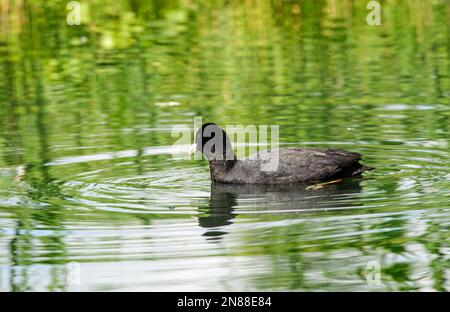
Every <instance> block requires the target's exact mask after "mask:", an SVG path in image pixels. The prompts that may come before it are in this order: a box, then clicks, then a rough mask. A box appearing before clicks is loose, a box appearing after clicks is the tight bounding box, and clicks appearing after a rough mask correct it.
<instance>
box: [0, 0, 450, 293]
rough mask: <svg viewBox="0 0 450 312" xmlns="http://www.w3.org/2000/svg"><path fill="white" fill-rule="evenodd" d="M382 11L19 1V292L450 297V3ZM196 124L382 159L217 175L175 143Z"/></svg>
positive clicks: (393, 7) (1, 153)
mask: <svg viewBox="0 0 450 312" xmlns="http://www.w3.org/2000/svg"><path fill="white" fill-rule="evenodd" d="M365 6H366V2H365V1H339V2H338V1H331V0H329V1H298V2H297V1H271V2H261V3H259V2H258V3H256V2H252V1H246V2H245V3H241V2H240V1H228V2H225V1H224V2H221V1H219V2H217V3H215V4H214V5H209V4H208V5H207V4H206V3H204V4H202V2H200V4H192V3H191V2H187V1H180V2H178V1H167V2H164V4H163V3H160V1H151V2H145V3H144V2H139V1H137V2H136V1H133V2H130V3H129V4H128V3H127V2H123V3H118V2H116V1H114V2H113V1H107V2H106V4H105V3H104V2H103V1H102V2H100V1H91V2H90V4H89V6H88V7H86V8H88V9H89V10H86V11H84V13H83V19H82V25H80V26H68V25H66V13H67V11H66V10H65V3H64V2H63V1H56V2H52V3H45V4H44V3H37V2H26V5H24V6H18V5H11V7H10V9H9V10H10V13H9V14H6V15H4V16H2V19H1V20H2V23H1V25H2V36H1V37H0V39H1V40H0V76H1V79H0V290H1V291H27V290H39V291H61V290H63V291H64V290H82V291H99V290H114V291H129V290H151V291H172V290H179V291H188V290H189V291H197V290H198V291H220V290H221V291H246V290H302V291H312V290H325V291H347V290H349V291H361V290H367V291H386V290H401V291H411V290H422V291H448V290H449V289H450V261H449V260H450V235H449V233H450V231H449V230H450V206H449V202H450V191H449V190H450V166H449V138H450V130H449V124H450V122H449V117H450V109H449V105H450V77H449V72H450V70H449V68H450V57H449V51H450V41H449V38H450V36H449V25H450V23H449V21H450V7H449V4H448V1H433V2H424V3H422V2H410V1H385V2H383V11H382V12H383V17H382V25H381V26H368V25H367V23H366V14H367V13H368V11H367V10H366V7H365ZM2 12H4V11H2ZM3 14H5V13H3ZM195 116H202V117H203V119H204V120H205V121H214V122H216V123H218V124H220V125H227V124H232V125H236V124H241V125H248V124H252V125H272V124H277V125H280V141H281V145H282V146H293V145H294V146H295V145H297V146H316V147H325V146H331V147H342V148H345V149H348V150H352V151H355V152H360V153H362V154H364V155H365V160H364V161H365V163H367V164H370V165H371V166H374V167H376V168H377V170H375V171H373V172H370V173H367V174H366V175H365V177H364V178H363V179H354V180H346V181H343V182H342V183H339V184H335V185H329V186H326V187H323V188H309V189H305V187H304V186H298V187H292V186H291V187H257V186H246V187H233V186H212V185H211V183H210V181H209V170H208V167H207V163H206V162H205V161H194V160H185V159H183V158H182V155H183V154H182V152H183V147H179V153H178V154H176V155H175V157H173V155H172V154H171V153H172V151H173V149H172V145H173V143H174V142H175V140H176V138H174V137H172V136H171V130H172V128H173V127H174V126H184V127H192V126H193V118H194V117H195ZM260 148H262V149H264V148H266V147H264V146H260ZM378 268H379V271H377V270H378ZM377 273H379V275H377ZM378 276H379V277H380V279H378Z"/></svg>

● ● ● ● ●

Arrange every line of the items above as a Markdown table with the columns Row and Line, numbering the rows and omitting blank lines. Leave the pictures out of the table.

Answer to the exercise:
| Row | Line |
|---|---|
| 1 | Every <instance> block requires the target's exact mask after "mask:", an SVG path in image pixels. The prompts that may come before it are in this order: a box, then clicks, then a rough mask. A box appearing before clicks is loose, a box appearing after clicks is the tight bounding box, and clicks appearing after a rough mask correct it. |
| 2 | <instance> |
| 3 | box: [0, 0, 450, 293] |
| 4 | rough mask: <svg viewBox="0 0 450 312" xmlns="http://www.w3.org/2000/svg"><path fill="white" fill-rule="evenodd" d="M382 11L19 1V292L450 297V3ZM196 124L382 159L217 175L175 143Z"/></svg> |
| 5 | positive clicks: (393, 7) (1, 153) |
| 6 | mask: <svg viewBox="0 0 450 312" xmlns="http://www.w3.org/2000/svg"><path fill="white" fill-rule="evenodd" d="M365 6H366V2H365V1H339V2H338V1H331V0H329V1H298V2H297V1H271V2H261V3H259V2H258V3H256V2H252V1H246V2H245V3H241V2H240V1H228V2H225V1H224V2H221V1H219V2H217V3H215V4H214V5H209V4H208V5H207V4H206V3H204V4H202V2H200V4H192V3H191V2H187V1H180V2H178V1H167V2H164V4H163V3H160V1H151V2H145V3H144V2H139V1H137V2H136V1H133V2H130V3H129V4H128V3H127V2H123V3H118V2H116V1H114V2H113V1H107V2H106V4H105V3H104V2H103V1H102V2H100V1H91V2H90V4H89V6H88V7H86V8H88V9H89V10H86V11H84V13H83V19H82V25H80V26H68V25H66V13H67V11H66V10H65V3H64V2H63V1H56V2H52V3H45V4H44V3H37V2H26V5H24V6H18V5H11V7H10V9H9V10H10V13H9V14H6V15H4V16H2V19H1V20H2V23H1V25H2V36H1V37H0V39H1V40H0V76H1V79H0V290H1V291H27V290H39V291H61V290H63V291H64V290H82V291H99V290H114V291H129V290H151V291H172V290H179V291H188V290H189V291H197V290H198V291H220V290H221V291H246V290H302V291H312V290H325V291H347V290H349V291H361V290H367V291H386V290H401V291H411V290H422V291H448V290H449V289H450V261H449V260H450V235H449V233H450V231H449V230H450V206H449V202H450V191H449V190H450V166H449V138H450V130H449V124H450V122H449V117H450V109H449V105H450V77H449V72H450V70H449V68H450V57H449V51H450V41H449V38H450V36H449V25H450V23H449V21H450V7H449V4H448V1H433V2H424V3H422V2H410V1H385V2H383V11H382V12H383V17H382V25H381V26H368V25H367V23H366V14H367V13H368V11H367V10H366V7H365ZM2 12H4V11H2ZM3 14H5V13H3ZM195 116H202V117H203V119H204V120H205V121H214V122H216V123H218V124H220V125H227V124H232V125H236V124H241V125H248V124H252V125H272V124H277V125H280V141H281V145H282V146H293V145H294V146H295V145H297V146H316V147H325V146H331V147H342V148H345V149H348V150H352V151H355V152H360V153H362V154H364V155H365V160H364V161H365V163H367V164H370V165H371V166H374V167H376V168H377V170H375V171H373V172H370V173H367V174H366V175H365V177H364V178H363V179H354V180H346V181H343V182H342V183H339V184H335V185H329V186H326V187H323V188H309V189H305V187H304V186H298V187H292V186H291V187H257V186H246V187H233V186H212V185H211V183H210V181H209V170H208V167H207V163H206V162H205V161H194V160H185V159H183V158H182V155H183V154H182V152H183V147H179V153H178V154H176V155H175V157H173V155H172V154H171V153H172V151H173V149H172V145H173V143H174V142H175V140H176V138H174V137H172V136H171V130H172V128H173V127H174V126H184V127H192V126H193V118H194V117H195ZM260 148H262V149H264V148H266V147H264V146H260ZM378 268H379V271H377V270H378ZM377 273H379V275H377ZM378 276H379V277H380V279H378Z"/></svg> |